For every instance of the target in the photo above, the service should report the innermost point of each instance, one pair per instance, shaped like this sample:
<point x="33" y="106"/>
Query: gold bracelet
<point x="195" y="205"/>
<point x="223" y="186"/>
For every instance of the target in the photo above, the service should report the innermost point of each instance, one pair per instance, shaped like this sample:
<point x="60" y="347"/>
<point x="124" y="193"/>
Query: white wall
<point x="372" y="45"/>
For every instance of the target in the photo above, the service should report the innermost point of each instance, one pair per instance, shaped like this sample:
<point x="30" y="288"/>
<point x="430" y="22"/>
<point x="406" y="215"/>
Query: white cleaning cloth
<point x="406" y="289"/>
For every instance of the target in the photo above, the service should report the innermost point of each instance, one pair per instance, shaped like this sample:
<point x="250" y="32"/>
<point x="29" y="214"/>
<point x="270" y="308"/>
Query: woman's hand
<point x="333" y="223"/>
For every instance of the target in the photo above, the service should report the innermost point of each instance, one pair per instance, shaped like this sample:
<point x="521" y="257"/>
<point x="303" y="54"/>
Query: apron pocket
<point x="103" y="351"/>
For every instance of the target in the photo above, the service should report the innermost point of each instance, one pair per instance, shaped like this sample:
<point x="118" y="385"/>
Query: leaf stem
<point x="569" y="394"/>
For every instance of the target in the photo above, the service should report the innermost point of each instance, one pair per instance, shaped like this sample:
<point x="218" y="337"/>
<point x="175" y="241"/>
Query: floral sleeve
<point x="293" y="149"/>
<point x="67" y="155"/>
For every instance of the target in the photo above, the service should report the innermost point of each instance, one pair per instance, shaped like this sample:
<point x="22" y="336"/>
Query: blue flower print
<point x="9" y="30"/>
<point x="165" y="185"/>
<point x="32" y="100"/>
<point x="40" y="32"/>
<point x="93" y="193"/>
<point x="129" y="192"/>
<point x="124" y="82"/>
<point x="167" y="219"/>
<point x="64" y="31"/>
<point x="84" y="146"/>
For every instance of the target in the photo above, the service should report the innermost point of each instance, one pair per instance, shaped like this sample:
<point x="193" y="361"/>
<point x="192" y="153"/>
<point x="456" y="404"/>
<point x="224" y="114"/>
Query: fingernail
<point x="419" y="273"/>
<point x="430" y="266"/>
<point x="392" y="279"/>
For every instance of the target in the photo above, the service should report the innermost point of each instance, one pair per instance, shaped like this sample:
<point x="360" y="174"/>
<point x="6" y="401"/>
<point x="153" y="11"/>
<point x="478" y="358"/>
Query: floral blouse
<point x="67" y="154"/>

-- Work to complete --
A faithful transcription of all the material is what this exercise calls for.

-- Output of the exercise --
For every instance of the target in the photo above, the service should report the innermost point of each instance, one pair per instance, shaped like this sample:
<point x="33" y="106"/>
Query: gold bracelet
<point x="195" y="205"/>
<point x="223" y="186"/>
For every instance of the target in the photo above, the service should report the innermost point of each instance, one pair per instance, shaped like this sample:
<point x="60" y="347"/>
<point x="124" y="193"/>
Query: white wall
<point x="372" y="45"/>
For every instance of the target in the photo above, the service should report the innermost point of each instance, one pair per instance, shaped like this sample:
<point x="30" y="288"/>
<point x="430" y="22"/>
<point x="406" y="215"/>
Query: white cleaning cloth
<point x="406" y="289"/>
For every instance of the target in the photo above, the service should report the innermost point of each instance, one pair per instance, shaped like this sample:
<point x="250" y="32"/>
<point x="29" y="214"/>
<point x="270" y="308"/>
Query: woman's hand
<point x="333" y="223"/>
For every instance of the target in the photo above, the service should report the innermost point of each instance, one pair per instance, shaped like this sample:
<point x="521" y="257"/>
<point x="303" y="54"/>
Query: apron pocket
<point x="103" y="351"/>
For every instance of the target in the photo above, the service should report the innermost point of each instance, one pair per instance, shaped like this sample:
<point x="118" y="385"/>
Query: leaf stem
<point x="569" y="394"/>
For every instance of the target in the photo above, the service should report the innermost point of each instance, one pair per instance, shaped like this sample:
<point x="218" y="337"/>
<point x="175" y="241"/>
Query: floral sleeve
<point x="293" y="149"/>
<point x="67" y="155"/>
For every instance of the target in the photo above, the service should report the innermost point of each instance, one pair per instance, shaped like this sample:
<point x="22" y="336"/>
Query: blue flower print
<point x="9" y="30"/>
<point x="165" y="185"/>
<point x="32" y="100"/>
<point x="40" y="32"/>
<point x="93" y="193"/>
<point x="129" y="192"/>
<point x="124" y="82"/>
<point x="167" y="219"/>
<point x="64" y="31"/>
<point x="84" y="146"/>
For every instance of the target in the photo above, the service should report the innermost point of each instance, one pair per instance, shaped like this sample:
<point x="193" y="361"/>
<point x="192" y="153"/>
<point x="456" y="404"/>
<point x="224" y="114"/>
Query: fingernail
<point x="419" y="273"/>
<point x="430" y="266"/>
<point x="392" y="279"/>
For every instance of the target in the photo above, the service should report the innermost point of each instance, one pair per instance, shaped like this sample:
<point x="360" y="174"/>
<point x="6" y="401"/>
<point x="153" y="11"/>
<point x="478" y="358"/>
Query: floral blouse
<point x="67" y="154"/>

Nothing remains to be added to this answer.